*** PASSAGE PROVIDED Section Begins ***
Social competence, or effectiveness in interpersonal interactions, plays a critical role in the maintenance of internalizing and externalizing psychopathology in youth, and is a key target for interventions. For this reason, it is essential that reliable and valid measures of this construct are developed. 

In this Seminar, Associate Professor Dirks will discuss on-going work in her research lab, which examines how adolescents respond to peer provocation and victimization. She will particularly focus on the definition and measurement of social competence with respect to: 

- key social situations; and

- from the perspective of important people in youth's social environments. 

Associate Professor Dirks will demonstrate that the effectiveness of a given response to peer provocation may depend upon characteristics of the individual enacting it.  Taken together, these findings highlight the importance of moving away from a “one size fits all” model of social-skills training to a more contextualized approach that considers “what works for whom, and when?”

BIOGRAPHY
Melanie Dirks is an Associate Professor in the Department of Psychology at McGill University, Montreal, Canada. She earned her PhD in clinical psychology at Yale University and completed her clinical internship at the Institute for Juvenile Research, University of Illinois at Chicago, and her post-doctoral training at the Offord Center for Child Studies, McMaster University, Hamilton, Canada. Her research focuses on developing our theoretical understanding of youth social competence, and working within this framework to advance understanding of the role of interpersonal behavior in the onset and maintenance of youth psychopathology, with a focus on internalizing symptoms.
*** PASSAGE PROVIDED Section Ends ***
● WHAT IS NEEDED:
Does each statement below agree with the seminar announcement? Answer yes or no for each and quote the words from the announcement that decide it.
(a) Dirks earned her PhD in clinical psychology at Yale University.
(b) Dirks completed her post-doctoral training at the Institute for Juvenile Research.
(c) The seminar's findings support a "one size fits all" model of social-skills training.
*** RECORDS Section Begins ***
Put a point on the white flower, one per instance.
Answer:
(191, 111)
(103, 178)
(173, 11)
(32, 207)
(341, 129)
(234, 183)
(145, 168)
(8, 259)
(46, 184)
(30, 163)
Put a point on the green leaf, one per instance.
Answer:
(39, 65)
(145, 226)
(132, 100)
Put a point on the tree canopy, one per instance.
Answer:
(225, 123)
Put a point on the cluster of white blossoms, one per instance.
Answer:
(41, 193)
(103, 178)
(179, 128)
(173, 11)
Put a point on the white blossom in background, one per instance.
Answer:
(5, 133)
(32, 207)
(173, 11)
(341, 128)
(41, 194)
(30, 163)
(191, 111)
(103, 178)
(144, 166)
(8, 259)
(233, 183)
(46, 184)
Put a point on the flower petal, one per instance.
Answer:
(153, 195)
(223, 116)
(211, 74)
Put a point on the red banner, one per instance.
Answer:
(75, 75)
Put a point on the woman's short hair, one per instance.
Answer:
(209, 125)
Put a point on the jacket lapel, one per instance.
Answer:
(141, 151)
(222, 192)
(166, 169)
*** RECORDS Section Ends ***
● EXERCISE RESULT:
(a) Yes: "She earned her PhD in clinical psychology at Yale University"
(b) No: "her post-doctoral training at the Offord Center for Child Studies, McMaster University, Hamilton, Canada"
(c) No: "moving away from a “one size fits all” model of social-skills training"